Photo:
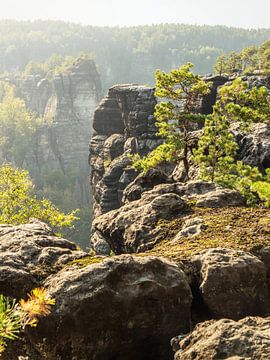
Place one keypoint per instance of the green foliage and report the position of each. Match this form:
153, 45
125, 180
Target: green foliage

════════════════

• _Work request_: Gather up every line from the listing above in which the word "foliage" occurs.

• _Output for this task_:
Place one keypoint per instance of the green foliage and report the position of each. Match this form:
Target: green foliage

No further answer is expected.